### What is required
Could you transcribe every record below exactly, leaving out the pictures?

### Input records
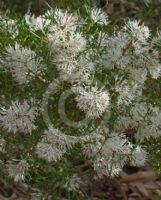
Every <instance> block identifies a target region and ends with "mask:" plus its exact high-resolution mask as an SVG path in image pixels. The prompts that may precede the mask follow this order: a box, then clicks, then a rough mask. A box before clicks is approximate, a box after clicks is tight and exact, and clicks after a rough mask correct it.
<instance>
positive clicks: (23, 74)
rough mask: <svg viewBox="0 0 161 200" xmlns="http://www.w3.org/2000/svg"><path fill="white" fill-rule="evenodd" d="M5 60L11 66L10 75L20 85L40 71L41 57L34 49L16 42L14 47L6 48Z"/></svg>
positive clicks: (36, 74)
mask: <svg viewBox="0 0 161 200" xmlns="http://www.w3.org/2000/svg"><path fill="white" fill-rule="evenodd" d="M5 62H6V65H7V66H8V67H11V70H12V75H13V77H14V79H15V81H16V82H17V83H19V84H20V85H22V84H25V83H27V82H28V81H29V79H31V78H32V77H36V76H38V75H39V74H41V71H42V59H41V58H38V57H37V55H36V53H35V52H34V51H32V50H31V49H29V48H24V47H22V46H21V45H20V44H18V43H16V44H15V46H14V47H13V46H8V47H7V48H6V57H5Z"/></svg>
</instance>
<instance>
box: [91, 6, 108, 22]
mask: <svg viewBox="0 0 161 200" xmlns="http://www.w3.org/2000/svg"><path fill="white" fill-rule="evenodd" d="M89 14H90V18H91V20H92V21H93V22H94V23H97V24H100V25H108V24H109V20H108V16H107V14H106V13H105V12H103V11H102V9H98V8H93V9H91V10H90V13H89Z"/></svg>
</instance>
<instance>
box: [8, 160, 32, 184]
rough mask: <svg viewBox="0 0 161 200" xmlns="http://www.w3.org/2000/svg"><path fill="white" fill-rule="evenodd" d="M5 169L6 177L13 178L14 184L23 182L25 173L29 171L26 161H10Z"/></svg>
mask: <svg viewBox="0 0 161 200" xmlns="http://www.w3.org/2000/svg"><path fill="white" fill-rule="evenodd" d="M6 167H7V172H8V175H9V176H10V177H11V178H13V179H14V181H15V182H19V181H24V180H25V176H26V173H27V172H28V170H29V164H28V163H27V162H26V160H20V161H18V163H14V162H12V161H10V162H9V163H8V164H7V166H6Z"/></svg>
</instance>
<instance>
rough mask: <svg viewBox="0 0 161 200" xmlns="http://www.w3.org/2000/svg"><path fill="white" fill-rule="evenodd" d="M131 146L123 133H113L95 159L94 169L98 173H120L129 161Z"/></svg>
mask: <svg viewBox="0 0 161 200" xmlns="http://www.w3.org/2000/svg"><path fill="white" fill-rule="evenodd" d="M131 147H132V146H131V144H130V143H129V142H128V140H127V139H126V138H125V136H124V135H123V134H118V133H112V134H111V135H110V137H109V139H108V140H107V141H106V142H105V143H104V144H103V145H102V147H101V149H100V151H99V153H98V154H97V156H96V158H95V160H94V169H95V170H96V172H97V173H98V175H99V176H100V175H106V174H108V175H109V176H113V175H115V174H118V173H119V171H121V169H122V167H123V166H124V164H125V163H126V162H127V161H128V158H129V156H130V153H131Z"/></svg>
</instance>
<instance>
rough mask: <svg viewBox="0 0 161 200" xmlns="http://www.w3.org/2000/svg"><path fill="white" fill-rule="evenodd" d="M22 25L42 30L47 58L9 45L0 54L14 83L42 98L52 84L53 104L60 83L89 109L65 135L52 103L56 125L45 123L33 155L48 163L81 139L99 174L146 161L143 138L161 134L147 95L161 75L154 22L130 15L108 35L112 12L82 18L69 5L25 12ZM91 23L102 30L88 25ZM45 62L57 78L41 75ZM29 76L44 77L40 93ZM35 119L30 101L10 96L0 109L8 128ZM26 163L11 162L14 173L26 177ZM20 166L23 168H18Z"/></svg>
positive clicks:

### Solution
Every <instance> block identifies a target region and ends with "mask:" plus its exact high-resolution mask as an SVG path in image pixels. The prompts that may precede the mask follow this order: a box, then clicks, then a rough mask. A box before clicks is approximate, a box after clicks is tight and exact, and clicks after a rough mask correct it.
<instance>
positive clicks: (23, 74)
rough mask: <svg viewBox="0 0 161 200" xmlns="http://www.w3.org/2000/svg"><path fill="white" fill-rule="evenodd" d="M5 60L11 66L10 75L20 85L40 71L41 57L34 49L16 42L14 47L6 48Z"/></svg>
positive clicks: (36, 74)
mask: <svg viewBox="0 0 161 200" xmlns="http://www.w3.org/2000/svg"><path fill="white" fill-rule="evenodd" d="M5 62H6V65H7V66H8V67H11V70H12V75H13V77H14V79H15V81H16V82H17V83H19V84H20V85H22V84H25V83H27V82H28V81H29V79H31V78H32V77H36V76H38V75H39V74H41V71H42V59H41V58H38V57H37V55H36V53H35V52H34V51H32V50H31V49H29V48H24V47H22V46H21V45H20V44H18V43H16V44H15V46H14V47H13V46H8V47H7V48H6V57H5Z"/></svg>
</instance>
<instance>
box: [91, 6, 108, 22]
mask: <svg viewBox="0 0 161 200" xmlns="http://www.w3.org/2000/svg"><path fill="white" fill-rule="evenodd" d="M89 14H90V18H91V20H92V21H93V22H94V23H97V24H100V25H108V24H109V20H108V16H107V14H106V13H105V12H103V11H102V9H98V8H93V9H91V10H90V13H89Z"/></svg>
</instance>
<instance>
box: [8, 160, 32, 184]
rough mask: <svg viewBox="0 0 161 200" xmlns="http://www.w3.org/2000/svg"><path fill="white" fill-rule="evenodd" d="M5 169L6 177L13 178L14 184L23 182L25 173L29 171L26 161H10Z"/></svg>
mask: <svg viewBox="0 0 161 200" xmlns="http://www.w3.org/2000/svg"><path fill="white" fill-rule="evenodd" d="M6 167H7V172H8V175H9V176H10V177H11V178H13V179H14V181H15V182H19V181H24V180H25V176H26V173H27V172H28V170H29V164H28V163H27V162H26V160H20V161H18V163H14V162H12V161H10V162H9V163H8V164H7V166H6Z"/></svg>
</instance>
<instance>
rough mask: <svg viewBox="0 0 161 200" xmlns="http://www.w3.org/2000/svg"><path fill="white" fill-rule="evenodd" d="M131 146L123 133H113L95 159L94 169L98 173H120L129 161Z"/></svg>
mask: <svg viewBox="0 0 161 200" xmlns="http://www.w3.org/2000/svg"><path fill="white" fill-rule="evenodd" d="M131 147H132V146H131V144H130V143H129V142H128V140H127V139H126V138H125V136H124V135H123V134H118V133H112V134H111V135H110V137H109V139H108V140H107V141H106V142H105V143H104V144H103V145H102V147H101V149H100V151H99V153H98V154H97V156H96V158H95V160H94V169H95V170H96V172H97V173H98V175H99V176H100V175H106V174H108V175H109V176H113V175H115V174H118V173H119V171H121V169H122V167H123V166H124V164H125V163H126V162H127V161H128V158H129V156H130V153H131Z"/></svg>
</instance>
<instance>
rough mask: <svg viewBox="0 0 161 200" xmlns="http://www.w3.org/2000/svg"><path fill="white" fill-rule="evenodd" d="M22 25L42 30L47 58L9 45L0 54L14 83L42 98L52 84L53 104L60 83L89 109L65 135L52 103L56 125L45 123L33 155L48 163L81 139L99 174L146 161L143 138L161 134L147 95L161 75L154 22L130 15L108 35L112 12L82 18L69 5L25 12ZM91 23L102 30L88 25ZM45 62L57 78L41 75ZM29 76L44 77L40 93ZM35 119L30 101L10 96L0 109L8 128ZM26 163L11 162L14 173L26 177ZM20 166L23 168H18Z"/></svg>
positive clicks:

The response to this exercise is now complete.